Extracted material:
"""

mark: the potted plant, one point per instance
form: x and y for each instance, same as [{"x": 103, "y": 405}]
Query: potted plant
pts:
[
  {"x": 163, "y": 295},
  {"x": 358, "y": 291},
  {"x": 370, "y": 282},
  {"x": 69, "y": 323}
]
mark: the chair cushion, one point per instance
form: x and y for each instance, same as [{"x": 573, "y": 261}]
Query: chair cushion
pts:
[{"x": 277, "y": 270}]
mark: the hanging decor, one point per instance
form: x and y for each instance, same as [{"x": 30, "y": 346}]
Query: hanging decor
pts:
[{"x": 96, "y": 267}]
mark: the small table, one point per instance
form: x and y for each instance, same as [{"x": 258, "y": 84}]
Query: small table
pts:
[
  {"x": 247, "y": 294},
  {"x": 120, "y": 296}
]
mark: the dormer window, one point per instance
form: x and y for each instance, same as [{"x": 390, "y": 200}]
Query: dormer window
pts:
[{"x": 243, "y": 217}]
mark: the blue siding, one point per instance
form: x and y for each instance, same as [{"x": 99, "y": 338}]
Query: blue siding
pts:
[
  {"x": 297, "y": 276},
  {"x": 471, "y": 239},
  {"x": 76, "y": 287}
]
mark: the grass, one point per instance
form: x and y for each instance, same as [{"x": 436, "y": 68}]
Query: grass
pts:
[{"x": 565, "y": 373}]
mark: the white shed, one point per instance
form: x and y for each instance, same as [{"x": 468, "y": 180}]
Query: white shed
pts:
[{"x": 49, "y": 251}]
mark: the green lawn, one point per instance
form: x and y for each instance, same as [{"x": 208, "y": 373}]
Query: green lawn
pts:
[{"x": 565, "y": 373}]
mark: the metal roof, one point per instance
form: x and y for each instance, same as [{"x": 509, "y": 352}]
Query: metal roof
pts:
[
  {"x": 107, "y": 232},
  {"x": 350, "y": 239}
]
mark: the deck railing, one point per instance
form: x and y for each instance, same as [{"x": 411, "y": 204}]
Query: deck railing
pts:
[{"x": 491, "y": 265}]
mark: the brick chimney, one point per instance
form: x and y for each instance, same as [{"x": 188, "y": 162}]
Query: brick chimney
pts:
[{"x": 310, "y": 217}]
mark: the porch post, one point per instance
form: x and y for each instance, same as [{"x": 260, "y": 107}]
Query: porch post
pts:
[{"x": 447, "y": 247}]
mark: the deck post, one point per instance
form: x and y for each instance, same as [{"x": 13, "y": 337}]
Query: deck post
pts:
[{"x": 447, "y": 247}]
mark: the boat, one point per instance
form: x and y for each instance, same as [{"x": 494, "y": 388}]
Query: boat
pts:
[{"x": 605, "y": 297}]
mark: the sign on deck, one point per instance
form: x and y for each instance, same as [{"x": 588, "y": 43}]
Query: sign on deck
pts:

"""

What to work on: Put the lines of the material above into a numbered list, starting with the line containing "mark: the metal roof, one point per instance" and continuing through the last line of the material. Leave out any blank lines.

Written reply:
1. mark: the metal roof, one point per instance
2. form: x and y for each instance, same as [{"x": 509, "y": 352}]
3. Query: metal roof
4. pts:
5. [
6.   {"x": 107, "y": 232},
7.   {"x": 350, "y": 239}
8. ]
9. mark: the deck railing, one point per instance
10. form: x and y for each instance, same as [{"x": 411, "y": 204}]
11. Query: deck railing
12. pts:
13. [{"x": 491, "y": 265}]
14. mark: the brick chimney, one point per instance
15. form: x and y for each instance, same as [{"x": 188, "y": 162}]
16. Query: brick chimney
17. pts:
18. [{"x": 310, "y": 217}]
19. mark: the porch post, one point per instance
20. form: x and y for each instance, same as [{"x": 260, "y": 107}]
21. Query: porch post
22. pts:
23. [{"x": 447, "y": 247}]
24. mark: the deck post, one point per instance
25. form: x and y for each instance, same as [{"x": 13, "y": 337}]
26. Query: deck post
27. pts:
28. [{"x": 447, "y": 247}]
29. mark: the boat, one point per instance
30. form: x and y for each instance, same as [{"x": 494, "y": 388}]
31. Query: boat
32. pts:
33. [{"x": 605, "y": 297}]
34. mark: the sign on deck, one point per instance
35. form: x and y for each instance, same as [{"x": 588, "y": 43}]
36. Query: sign on deck
37. pts:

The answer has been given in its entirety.